*** Opening DOCUMENT EXCERPT ***

A second hospital in the United States has admitted a patient with Ebola symptoms, said the Howard University Hospital in Washington, D.C. on Friday. This follows the Tuesday announcement of the first Ebola case diagnosed in the U.S., in Dallas, Texas.
West Africa is experiencing the largest Ebola outbreak in history. There have been more than 7,000 cases and 3,300 deaths since March, according to the Centers for Disease Control (CDC).
“The outbreak in West Africa is continuing,” said Jeffrey Gunzenhauser, Interim Health Officer for LA County. “The news is it hasn’t been contained, so we expect it to increase in size into the near future, so there’s ongoing concern that travelers from West Africa would go to other locations and [spread the disease], so it’s a possibility.”
The Los Angeles County Department of Public Health has been notifying local communities about the symptoms and risks of the disease to prepare for the possibility of an Ebola outbreak.
“What we’re also doing is reaching out to the physicians in Los Angeles County, to the hospitals, so that people working in emergency departments, working in primary care, when somebody comes in and they have a fever, they should say, ‘Have you been in West Africa in the last 21 days?” And if they have been, we can quickly get them into isolation,” said Gunzenhauser.
Ebola is not airborne. It is spread through contact with bodily fluids. A suspected patient must be given a private hospital room with a private bathroom. Healthcare workers need to wear face protection and gloves.
“We are stopping Ebola in its tracks in this country,” said CDC Director Tom Frieden, M.D., M.P.H. in a press release on Wednesday.
“We can do that because of two things: strong infection control that stops the spread of Ebola in health care; and strong core public health functions to trace contacts, track contacts, isolate them if they have any symptoms and stop the chain of transmission.”
The Ebola virus is very deadly. The fatality rate is about 50 percent, according to the World Health Organization.
Symptoms usually begin from 2 days to 21 days after exposure. They include fever, headache, stomach pain, muscle pain, diarrhea, vomiting, and unexplained bleeding or bruising.
There is no treatment or vaccine for the disease. Health care workers typically keep patients hydrated, treat secondary infections, and monitor blood loss, since the disease can prevent the patient’s blood from clotting.

*** Closing DOCUMENT EXCERPT ***

TASKS TO PERFORM ::
A) List every symptom of the disease that the Ebola article names in its description of when symptoms usually begin.
B) Revise the stretch of the Ebola article from "Ebola is not" through "World Health Organization.", replacing "gloves" with "protective gowns".
The rows are separate material and are not part of the Ebola article.

*** Opening RECORDS SUPPLIED ***

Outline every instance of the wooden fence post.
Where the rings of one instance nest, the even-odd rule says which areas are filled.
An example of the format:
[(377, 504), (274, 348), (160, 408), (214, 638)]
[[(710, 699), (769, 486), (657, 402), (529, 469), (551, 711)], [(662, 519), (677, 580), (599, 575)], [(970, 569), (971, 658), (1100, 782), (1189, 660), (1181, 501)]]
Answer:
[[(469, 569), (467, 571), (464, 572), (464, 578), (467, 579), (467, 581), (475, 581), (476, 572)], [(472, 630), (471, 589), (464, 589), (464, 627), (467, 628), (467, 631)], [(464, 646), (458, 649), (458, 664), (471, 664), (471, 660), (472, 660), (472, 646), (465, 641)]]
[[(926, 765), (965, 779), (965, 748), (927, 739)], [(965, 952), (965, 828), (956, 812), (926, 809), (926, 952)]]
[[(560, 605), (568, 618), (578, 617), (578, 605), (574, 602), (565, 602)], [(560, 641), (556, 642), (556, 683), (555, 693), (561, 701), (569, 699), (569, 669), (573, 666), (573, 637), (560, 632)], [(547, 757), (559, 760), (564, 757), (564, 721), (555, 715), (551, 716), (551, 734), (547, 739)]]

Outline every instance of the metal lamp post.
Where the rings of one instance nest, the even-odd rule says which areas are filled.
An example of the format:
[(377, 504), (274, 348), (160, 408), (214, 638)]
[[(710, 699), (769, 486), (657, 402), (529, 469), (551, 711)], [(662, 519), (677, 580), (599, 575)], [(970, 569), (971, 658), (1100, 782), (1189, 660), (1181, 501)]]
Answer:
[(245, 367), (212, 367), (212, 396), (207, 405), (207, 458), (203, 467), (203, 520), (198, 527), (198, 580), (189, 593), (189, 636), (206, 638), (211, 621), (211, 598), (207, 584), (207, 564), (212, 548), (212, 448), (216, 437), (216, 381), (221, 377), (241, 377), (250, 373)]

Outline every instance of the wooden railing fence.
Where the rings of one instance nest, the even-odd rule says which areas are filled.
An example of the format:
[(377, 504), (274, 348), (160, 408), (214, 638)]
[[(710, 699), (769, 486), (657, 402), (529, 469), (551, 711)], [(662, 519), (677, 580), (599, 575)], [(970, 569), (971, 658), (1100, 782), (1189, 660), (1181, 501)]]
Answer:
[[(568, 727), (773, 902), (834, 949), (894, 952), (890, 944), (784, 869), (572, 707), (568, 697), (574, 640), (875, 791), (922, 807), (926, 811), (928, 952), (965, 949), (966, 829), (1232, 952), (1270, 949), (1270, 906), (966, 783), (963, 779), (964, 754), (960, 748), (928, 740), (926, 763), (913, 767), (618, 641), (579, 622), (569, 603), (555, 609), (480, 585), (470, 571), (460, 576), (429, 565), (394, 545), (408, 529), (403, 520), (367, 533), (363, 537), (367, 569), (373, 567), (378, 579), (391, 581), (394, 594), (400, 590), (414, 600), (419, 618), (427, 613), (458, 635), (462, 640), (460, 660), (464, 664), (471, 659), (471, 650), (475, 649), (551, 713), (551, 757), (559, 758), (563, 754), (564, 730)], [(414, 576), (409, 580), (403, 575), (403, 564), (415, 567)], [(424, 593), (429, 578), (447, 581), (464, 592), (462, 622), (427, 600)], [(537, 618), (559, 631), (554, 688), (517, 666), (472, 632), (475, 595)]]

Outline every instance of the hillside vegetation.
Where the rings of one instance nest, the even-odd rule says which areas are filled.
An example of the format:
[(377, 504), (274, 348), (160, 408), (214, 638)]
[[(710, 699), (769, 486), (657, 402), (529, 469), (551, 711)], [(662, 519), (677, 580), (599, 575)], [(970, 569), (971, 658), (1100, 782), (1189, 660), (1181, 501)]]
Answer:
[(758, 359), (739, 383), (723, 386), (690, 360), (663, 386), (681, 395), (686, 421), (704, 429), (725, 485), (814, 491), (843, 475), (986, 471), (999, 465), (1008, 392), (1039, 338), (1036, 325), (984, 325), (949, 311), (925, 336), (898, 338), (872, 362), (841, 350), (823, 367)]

*** Closing RECORDS SUPPLIED ***
*** Opening RECORDS SUPPLIED ***

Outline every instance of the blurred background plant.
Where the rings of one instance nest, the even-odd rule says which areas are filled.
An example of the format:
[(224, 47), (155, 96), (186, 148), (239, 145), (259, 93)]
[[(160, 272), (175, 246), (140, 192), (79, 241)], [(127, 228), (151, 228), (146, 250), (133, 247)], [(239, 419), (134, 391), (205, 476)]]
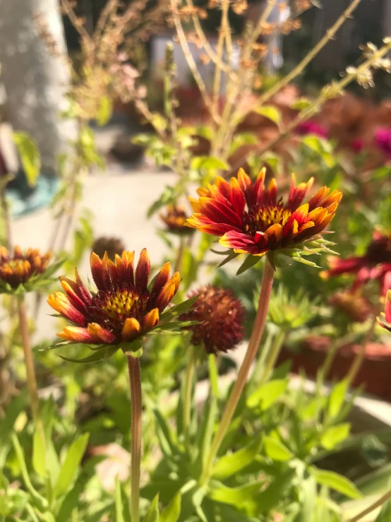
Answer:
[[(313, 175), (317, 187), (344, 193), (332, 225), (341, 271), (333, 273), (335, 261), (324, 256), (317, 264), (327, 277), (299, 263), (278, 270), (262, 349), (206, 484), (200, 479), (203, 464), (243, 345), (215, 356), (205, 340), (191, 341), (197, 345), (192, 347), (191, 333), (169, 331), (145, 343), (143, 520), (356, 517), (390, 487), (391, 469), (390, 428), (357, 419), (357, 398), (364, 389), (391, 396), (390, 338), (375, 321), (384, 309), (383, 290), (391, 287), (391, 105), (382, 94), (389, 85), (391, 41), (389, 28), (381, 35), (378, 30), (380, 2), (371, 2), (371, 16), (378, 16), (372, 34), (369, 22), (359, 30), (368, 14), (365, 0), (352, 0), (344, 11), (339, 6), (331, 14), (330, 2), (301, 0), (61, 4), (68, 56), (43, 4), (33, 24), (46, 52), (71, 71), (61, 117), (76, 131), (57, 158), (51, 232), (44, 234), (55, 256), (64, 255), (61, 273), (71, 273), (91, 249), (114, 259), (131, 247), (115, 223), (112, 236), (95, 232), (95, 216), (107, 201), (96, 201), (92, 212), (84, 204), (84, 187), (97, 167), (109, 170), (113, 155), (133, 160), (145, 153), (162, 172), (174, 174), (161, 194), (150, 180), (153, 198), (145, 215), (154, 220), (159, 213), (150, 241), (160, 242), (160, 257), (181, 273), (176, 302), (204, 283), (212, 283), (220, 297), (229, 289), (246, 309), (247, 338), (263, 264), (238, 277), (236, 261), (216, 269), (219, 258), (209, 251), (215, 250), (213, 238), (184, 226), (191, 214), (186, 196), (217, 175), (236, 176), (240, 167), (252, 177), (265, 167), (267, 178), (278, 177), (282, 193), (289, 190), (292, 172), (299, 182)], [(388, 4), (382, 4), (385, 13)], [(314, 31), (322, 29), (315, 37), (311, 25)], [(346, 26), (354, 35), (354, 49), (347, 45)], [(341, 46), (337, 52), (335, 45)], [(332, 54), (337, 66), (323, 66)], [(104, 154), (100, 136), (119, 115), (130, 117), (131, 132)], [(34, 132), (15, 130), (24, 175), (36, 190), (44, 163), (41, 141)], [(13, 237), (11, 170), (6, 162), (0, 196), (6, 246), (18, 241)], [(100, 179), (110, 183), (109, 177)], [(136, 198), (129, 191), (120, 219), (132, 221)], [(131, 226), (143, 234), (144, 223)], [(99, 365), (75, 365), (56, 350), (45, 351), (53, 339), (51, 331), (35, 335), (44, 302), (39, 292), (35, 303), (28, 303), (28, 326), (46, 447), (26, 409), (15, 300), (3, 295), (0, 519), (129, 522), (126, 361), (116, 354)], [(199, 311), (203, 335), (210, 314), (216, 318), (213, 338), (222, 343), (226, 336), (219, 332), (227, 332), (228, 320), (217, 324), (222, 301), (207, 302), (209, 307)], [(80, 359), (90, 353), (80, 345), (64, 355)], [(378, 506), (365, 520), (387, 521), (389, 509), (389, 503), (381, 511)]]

*** Closing RECORDS SUPPLIED ***

ANSWERS TO THE TASKS ::
A)
- fever
- headache
- stomach pain
- muscle pain
- diarrhea
- vomiting
- unexplained bleeding or bruising

B)
Ebola is not airborne. It is spread through contact with bodily fluids. A suspected patient must be given a private hospital room with a private bathroom. Healthcare workers need to wear face protection and protective gowns.
“We are stopping Ebola in its tracks in this country,” said CDC Director Tom Frieden, M.D., M.P.H. in a press release on Wednesday.
“We can do that because of two things: strong infection control that stops the spread of Ebola in health care; and strong core public health functions to trace contacts, track contacts, isolate them if they have any symptoms and stop the chain of transmission.”
The Ebola virus is very deadly. The fatality rate is about 50 percent, according to the World Health Organization.